### WHAT IS NEEDED
Output every record below exactly as it appears.

### Stored dataset items
────────────────────────────────────────

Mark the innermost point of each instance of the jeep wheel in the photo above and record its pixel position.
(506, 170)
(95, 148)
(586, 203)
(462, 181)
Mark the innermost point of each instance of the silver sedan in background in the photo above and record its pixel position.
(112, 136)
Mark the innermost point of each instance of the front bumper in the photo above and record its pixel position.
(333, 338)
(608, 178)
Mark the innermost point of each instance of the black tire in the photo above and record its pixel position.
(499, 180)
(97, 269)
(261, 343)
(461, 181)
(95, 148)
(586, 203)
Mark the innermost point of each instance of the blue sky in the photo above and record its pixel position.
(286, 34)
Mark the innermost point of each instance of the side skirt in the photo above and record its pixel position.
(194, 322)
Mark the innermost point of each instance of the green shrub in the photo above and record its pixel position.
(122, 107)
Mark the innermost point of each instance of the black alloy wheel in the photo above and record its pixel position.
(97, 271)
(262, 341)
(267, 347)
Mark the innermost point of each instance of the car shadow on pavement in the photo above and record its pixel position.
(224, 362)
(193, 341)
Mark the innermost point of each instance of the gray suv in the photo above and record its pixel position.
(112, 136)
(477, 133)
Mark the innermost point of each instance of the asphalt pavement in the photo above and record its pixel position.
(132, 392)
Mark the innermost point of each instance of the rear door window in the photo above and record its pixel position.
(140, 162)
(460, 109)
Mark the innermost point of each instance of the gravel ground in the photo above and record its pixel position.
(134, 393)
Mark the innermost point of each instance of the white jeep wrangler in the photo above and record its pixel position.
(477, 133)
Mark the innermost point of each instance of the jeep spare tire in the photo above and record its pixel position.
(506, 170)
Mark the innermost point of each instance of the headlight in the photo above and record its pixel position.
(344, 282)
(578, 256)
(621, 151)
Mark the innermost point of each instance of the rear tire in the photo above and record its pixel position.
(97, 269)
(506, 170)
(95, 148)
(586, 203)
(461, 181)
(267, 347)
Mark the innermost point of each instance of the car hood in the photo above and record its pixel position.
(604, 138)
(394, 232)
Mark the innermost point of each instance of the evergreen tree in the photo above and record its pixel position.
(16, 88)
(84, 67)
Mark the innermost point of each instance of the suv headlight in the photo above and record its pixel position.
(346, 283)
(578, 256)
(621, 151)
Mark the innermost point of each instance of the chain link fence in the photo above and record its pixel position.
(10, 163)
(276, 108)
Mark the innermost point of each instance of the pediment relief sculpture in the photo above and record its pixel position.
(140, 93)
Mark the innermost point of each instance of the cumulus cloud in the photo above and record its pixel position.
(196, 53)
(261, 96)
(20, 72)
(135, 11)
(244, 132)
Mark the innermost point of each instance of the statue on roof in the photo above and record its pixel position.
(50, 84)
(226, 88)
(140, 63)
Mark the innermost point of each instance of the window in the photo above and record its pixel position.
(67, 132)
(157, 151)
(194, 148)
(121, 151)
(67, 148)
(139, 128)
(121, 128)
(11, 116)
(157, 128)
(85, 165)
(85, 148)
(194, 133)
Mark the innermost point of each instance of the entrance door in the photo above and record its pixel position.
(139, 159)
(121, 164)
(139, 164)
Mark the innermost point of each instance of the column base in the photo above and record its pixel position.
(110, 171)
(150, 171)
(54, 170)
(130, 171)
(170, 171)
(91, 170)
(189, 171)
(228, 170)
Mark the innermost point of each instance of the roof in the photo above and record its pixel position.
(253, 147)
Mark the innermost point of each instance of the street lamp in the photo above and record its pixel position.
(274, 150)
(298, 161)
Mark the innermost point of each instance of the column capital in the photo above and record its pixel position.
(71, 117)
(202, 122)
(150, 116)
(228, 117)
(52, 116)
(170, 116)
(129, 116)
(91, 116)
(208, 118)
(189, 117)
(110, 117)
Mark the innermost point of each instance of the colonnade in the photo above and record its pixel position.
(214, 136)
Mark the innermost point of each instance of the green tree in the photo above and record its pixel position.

────────────────────────────────────────

### TASK ANSWER
Mark the innermost point of each instance of the jeep wheel in the photo above and record its pixel position.
(506, 170)
(95, 148)
(586, 203)
(462, 181)
Mark the innermost point of each instance of the silver sedan in background in the photo above and record its pixel position.
(112, 136)
Mark the innermost point of each instance of the front bumper in the photo above and record its pixel position.
(333, 338)
(608, 178)
Mark the innermost point of each instance of the black tire in the photo above and record its pixel position.
(499, 180)
(97, 269)
(261, 343)
(461, 181)
(95, 148)
(586, 203)
Mark the innermost point of each instance of the blue sky in the photo above and record its pixel position.
(286, 34)
Mark the innermost point of each instance of the side skirt in the photo above and record its pixel position.
(194, 322)
Mark the innermost point of each instance of the green shrub in the photo above and record its pixel position.
(122, 107)
Mark the innermost point of each instance of the black alloy wheel in the photo above and record its pixel position.
(97, 271)
(262, 341)
(267, 347)
Mark the innermost point of each instance of the car shadow on pavement in the photo above and record its pixel position.
(224, 362)
(193, 341)
Mark the innermost point of each instance of the gray suv in the photo above and record its pixel position.
(112, 136)
(477, 133)
Mark the innermost point of each instance of the asphalt pavement in the photo above and record its pixel position.
(132, 392)
Mark the innermost point of each instance of the rear door window in the photo above and record its pixel position.
(140, 162)
(460, 109)
Mark the innermost point of each instance of the gravel ground in the photo above and record its pixel position.
(134, 393)
Mark the innermost point of each instance of the white jeep wrangler in the photo above and record its pixel position.
(477, 133)
Mark the innermost point of each instance of the jeep spare tire in the photo above and record its pixel position.
(506, 170)
Mark the innermost point of each instance of the headlight in the photo above and record its pixel position.
(344, 282)
(578, 256)
(621, 151)
Mark the innermost point of each instance of the rear tire in the photo above and record its pixel position.
(97, 269)
(506, 170)
(95, 148)
(586, 203)
(461, 181)
(267, 347)
Mark the innermost point of each instance of the car hood in the photo above and record its pixel position.
(604, 138)
(394, 232)
Mark the innermost point of each instance of the evergreen tree in the photo above and record its pixel position.
(16, 88)
(84, 67)
Mark the innermost point of each instance of the suv headlight in the photo above and record its pixel position.
(346, 283)
(578, 256)
(621, 151)
Mark the innermost point of each instance of the chain link fence in the photo above and record its pixel position.
(10, 163)
(276, 108)
Mark the innermost point of each instance of the pediment relief sculpture in the photo above and record its pixel position.
(140, 93)
Mark the innermost point of each instance of the cumulus cloud in the photo above and record its pixel position.
(196, 53)
(261, 96)
(20, 72)
(135, 11)
(244, 132)
Mark the innermost point of each instance of the statue on roof in the photo above and record its pixel position.
(50, 84)
(226, 88)
(140, 63)
Mark the innermost point of each instance of the window in the photo above and record its pixel position.
(67, 132)
(157, 151)
(194, 148)
(121, 151)
(67, 148)
(139, 128)
(121, 128)
(11, 116)
(157, 128)
(85, 165)
(85, 148)
(194, 133)
Mark the innermost point of each instance of the entrance door in the photo above and record its pixel position.
(139, 159)
(121, 164)
(139, 164)
Mark the innermost point of each instance of the column base in the photo above and record its pixel position.
(110, 171)
(150, 171)
(54, 170)
(130, 171)
(170, 171)
(91, 170)
(189, 171)
(228, 170)
Mark the innermost point of each instance of the roof in the photo above and record its pixel position.
(253, 147)
Mark the innermost point of each instance of the street lamp in the photo above and record its pixel position.
(274, 150)
(298, 161)
Mark the innermost point of each instance of the column capital in the photo above and record its pixel position.
(71, 117)
(202, 122)
(150, 116)
(228, 117)
(52, 116)
(170, 116)
(129, 116)
(91, 116)
(208, 118)
(189, 117)
(110, 117)
Mark the innermost point of each instance of the colonnade in the photo above and record its pixel position.
(214, 136)
Mark the innermost point of each instance of the green tree in the photo above and record its pixel position.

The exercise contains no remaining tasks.